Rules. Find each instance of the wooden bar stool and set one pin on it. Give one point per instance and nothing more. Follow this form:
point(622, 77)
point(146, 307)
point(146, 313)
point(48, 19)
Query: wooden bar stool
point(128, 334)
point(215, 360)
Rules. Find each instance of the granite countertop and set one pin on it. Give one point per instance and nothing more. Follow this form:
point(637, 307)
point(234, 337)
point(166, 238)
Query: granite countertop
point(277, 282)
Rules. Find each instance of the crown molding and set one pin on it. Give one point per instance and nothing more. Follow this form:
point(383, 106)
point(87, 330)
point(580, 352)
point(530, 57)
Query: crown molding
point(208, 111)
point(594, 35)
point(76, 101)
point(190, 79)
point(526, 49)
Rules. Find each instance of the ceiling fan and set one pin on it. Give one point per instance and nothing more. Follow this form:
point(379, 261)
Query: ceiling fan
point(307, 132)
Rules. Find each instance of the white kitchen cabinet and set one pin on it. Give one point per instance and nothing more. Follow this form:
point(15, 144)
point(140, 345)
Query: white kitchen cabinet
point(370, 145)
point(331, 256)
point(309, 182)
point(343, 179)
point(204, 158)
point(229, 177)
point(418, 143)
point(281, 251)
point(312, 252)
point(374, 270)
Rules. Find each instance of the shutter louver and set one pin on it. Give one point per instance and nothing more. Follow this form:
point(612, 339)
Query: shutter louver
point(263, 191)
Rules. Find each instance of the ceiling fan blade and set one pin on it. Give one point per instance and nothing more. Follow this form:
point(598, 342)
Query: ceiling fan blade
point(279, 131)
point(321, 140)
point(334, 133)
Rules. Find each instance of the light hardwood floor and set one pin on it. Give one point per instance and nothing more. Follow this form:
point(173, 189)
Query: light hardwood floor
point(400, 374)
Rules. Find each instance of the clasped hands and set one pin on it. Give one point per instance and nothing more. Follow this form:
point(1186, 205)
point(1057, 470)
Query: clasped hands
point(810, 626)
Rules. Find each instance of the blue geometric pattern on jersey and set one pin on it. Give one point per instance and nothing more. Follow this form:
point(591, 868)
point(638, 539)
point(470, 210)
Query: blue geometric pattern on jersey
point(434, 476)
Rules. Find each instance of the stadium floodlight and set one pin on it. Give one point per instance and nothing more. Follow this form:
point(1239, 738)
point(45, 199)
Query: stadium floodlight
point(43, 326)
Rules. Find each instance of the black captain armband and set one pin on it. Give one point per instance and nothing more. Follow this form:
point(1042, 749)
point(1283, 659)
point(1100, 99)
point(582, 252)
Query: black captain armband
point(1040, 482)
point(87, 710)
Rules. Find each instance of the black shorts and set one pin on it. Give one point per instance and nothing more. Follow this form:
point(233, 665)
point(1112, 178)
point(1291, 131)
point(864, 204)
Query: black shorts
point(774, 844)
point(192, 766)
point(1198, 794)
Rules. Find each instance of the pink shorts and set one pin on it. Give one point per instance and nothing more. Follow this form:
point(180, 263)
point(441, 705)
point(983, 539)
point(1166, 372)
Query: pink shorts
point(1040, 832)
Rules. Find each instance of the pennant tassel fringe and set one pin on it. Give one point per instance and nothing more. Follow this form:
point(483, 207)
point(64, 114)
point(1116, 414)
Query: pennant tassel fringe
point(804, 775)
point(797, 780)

____

Directions for this task:
All of the data above should be transcribed exactly.

Task solution:
Rules. Find each instance of the wooden bar stool and set one pin on it. Give one point per instance and nothing more. Follow this form:
point(622, 77)
point(146, 307)
point(146, 313)
point(48, 19)
Query: wooden bar stool
point(128, 334)
point(215, 360)
Rules. Find each instance of the granite countertop and set one pin on it. Give one point per instance and nothing more. Follow this form:
point(637, 307)
point(234, 337)
point(166, 238)
Query: granite countertop
point(277, 282)
Rules. Find each instance of the crown molding and set one pin on it. Give one point per instance and nothing more. Follow this form:
point(383, 106)
point(87, 330)
point(580, 352)
point(530, 57)
Query: crown molding
point(208, 111)
point(594, 35)
point(76, 101)
point(190, 79)
point(526, 49)
Rules. Find each instance of the ceiling fan and set one pin on it. Give one point per instance and nothing more. Follow this form:
point(379, 261)
Query: ceiling fan
point(307, 132)
Rules. Find each instance of the white kitchen cabinet and set one pin on it. Give one point per instance and nothing more. Follow this form:
point(15, 144)
point(140, 345)
Query: white kitchen cabinet
point(370, 145)
point(331, 256)
point(309, 182)
point(343, 179)
point(204, 158)
point(229, 177)
point(418, 143)
point(281, 251)
point(312, 252)
point(374, 270)
Rules. Find each instance of the shutter louver and set one pin on it. Give one point per instance and nothing more. Follow this form:
point(612, 339)
Query: shutter louver
point(263, 191)
Rules. Find each instance of the ceiling fan blade and set one pin on it. Give one point per instance and nothing more. Follow this form:
point(598, 342)
Query: ceiling fan blade
point(279, 131)
point(321, 140)
point(334, 133)
Rules. Find each instance of the light hardwood floor and set one pin on it. Give one point per instance and nothing more. Follow this form:
point(173, 189)
Query: light hardwood floor
point(400, 374)
Rules. Find each instance of the clasped hands and set one pin on it. Give one point per instance and nothing more. Follow this form:
point(1186, 205)
point(1057, 470)
Query: clasped hands
point(810, 626)
Rules. Find each instance of the blue geometric pattern on jersey and set one pin on it. Give one point per instance and nothing more. Follow this form:
point(591, 868)
point(638, 539)
point(470, 210)
Query: blue geometric pattern on jersey
point(434, 476)
Rules. Find each instance of the stadium floodlight and set one pin on it. Give one point per instance and nothing more. Follow this form:
point(1239, 738)
point(45, 199)
Query: stadium floodlight
point(43, 326)
Rules. Find each instance of the black captain armband and set one pin on it. Give one point per instance and nothing more. Follow this form:
point(1042, 749)
point(1283, 659)
point(1100, 99)
point(582, 252)
Query: black captain armband
point(1040, 482)
point(87, 710)
Rules. Find each instance of the black shorts and set one pin on it. Give one point per instance and nothing more. Follow this form:
point(233, 665)
point(1112, 178)
point(1291, 131)
point(864, 204)
Query: black shorts
point(774, 844)
point(192, 766)
point(1198, 794)
Rules. Find each instance of the pink shorts and set one pin on it. Give one point per instance and nothing more. Follow this form:
point(180, 263)
point(441, 705)
point(983, 539)
point(1166, 372)
Query: pink shorts
point(1040, 832)
Rules. Find each instance of the pennant tassel fringe and set one pin on it. Give one point per instance and nothing more. Follow this form:
point(483, 207)
point(64, 114)
point(1116, 414)
Query: pennant tassel fringe
point(804, 775)
point(797, 780)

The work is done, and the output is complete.